══ TRECHO CITADO ══

Felix Alberto de Lima

 

 

 

Do Norte chegam notícias de mais um poeta fabuloso que já foi centroavante sem camisa no time de sua aldeia e invejou meninos carvoeiros de calção puído. O nome dele é Félix Alberto Lima, tem 52 anos, é maranhense como Ferreira Gullar e Nauro Machado, e sua poesia é feita de imagens lindamente desconcertantes (quase penhascos, paredes de carmenère, penumbra de dicionários), crônicas de ruas sem placas e estilhaços visuais do noticiário distraído (em alepo, em meio ao silêncio dos escombros”.

É possível reencontrar em sua poesia tanto o sabor de Lawrence Ferlinghetti (onde corriam rios sagrados junto às cidades costeiras) quanto de Walt Whitman (regurgitou folhas de relva aos quinze e uns quebrados) ou de Paulo Leminski (Sofrer vai ser minha última obra).

Félix fez do livro Filarmônica para Fones de Ouvido (editora 7 Letras) uma das melhores boas novas da poesia brasileira desde a vitória do cearense Mailson Furtado no Prêmio Jabuti de 2019 com o livro artesanal À Cidade. Em 2015, Félix já tinha publicado, pela mesma editora, O que me importa agora tanto, que não chegou até os sudestes ou não foi procurado devidamente.

Esse novo livro traz uma poesia de ritmo, coreográfica, de cadência irresistível. É absolutamente maranhense, mas incontestavelmente do mundo, alcança todas as falas e todas as locações de um jeito instantâneo. Negras batendo caixas para o Divino nas ladeiras de Alcântara estão a um pulinho da noite fumegante do Covent Garden, em Londres.

═══
══ DADOS FORNECIDOS ══

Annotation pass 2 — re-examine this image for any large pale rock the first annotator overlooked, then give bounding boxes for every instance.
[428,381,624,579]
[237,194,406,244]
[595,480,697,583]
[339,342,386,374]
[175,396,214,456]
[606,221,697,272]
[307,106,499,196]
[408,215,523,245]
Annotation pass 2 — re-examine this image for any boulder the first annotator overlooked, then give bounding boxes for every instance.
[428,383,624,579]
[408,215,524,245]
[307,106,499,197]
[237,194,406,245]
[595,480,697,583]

═══

● O QUE FAZER
Você pode repetir, sem nenhuma alteração, o trecho do texto sobre a poesia de Félix Alberto Lima que começa nas palavras "É possível reencontrar" e termina logo depois de "foi procurado devidamente."?

● RESPOSTA AO EXERCÍCIO
É possível reencontrar em sua poesia tanto o sabor de Lawrence Ferlinghetti (onde corriam rios sagrados junto às cidades costeiras) quanto de Walt Whitman (regurgitou folhas de relva aos quinze e uns quebrados) ou de Paulo Leminski (Sofrer vai ser minha última obra).

Félix fez do livro Filarmônica para Fones de Ouvido (editora 7 Letras) uma das melhores boas novas da poesia brasileira desde a vitória do cearense Mailson Furtado no Prêmio Jabuti de 2019 com o livro artesanal À Cidade. Em 2015, Félix já tinha publicado, pela mesma editora, O que me importa agora tanto, que não chegou até os sudestes ou não foi procurado devidamente.